What is asked:
In the polling commentary below, please identify which poll the text says gave the Coalition its best result since the last election.

--- Start Document text ---

Movement or noise is the question – it could be either – and we’ll run the Pollytrend numbers tomorrow to get the answer. Essential Report comes out later today and Newspoll is delivered in the morning which will give us a good set of data to work with.

Meanwhile the primary and two party preferred charts for Nielsen this term have come is as:

nielprims nieltpp

Unlike some news organisations are reporting – that would be you Sky Nooz – this isnt the best result for the Coalition since the last election, for that award went to the Nielsen poll immediately after the Turnbull ascension in September last year, where the primaries were 41/42 in the Coalition’s favour, washing out into a two party preferred of 52/49 to Labor. So this is actually the second best polling result for the LibNats.

Nielsen also ran some supplementary budget questions, the full results of which look like this:

niels1

niels2

niels3

niels4

niels5

Finally, something we haven’t done in a while – the approvals and Preferred Prime Minister history for Nielsen.

--- End Document text ---
--- Start Data segment ---

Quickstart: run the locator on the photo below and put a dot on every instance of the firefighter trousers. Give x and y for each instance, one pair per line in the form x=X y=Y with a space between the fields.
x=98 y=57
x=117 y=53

--- End Data segment ---

Reply:
The Nielsen poll taken immediately after the Turnbull ascension in September last year.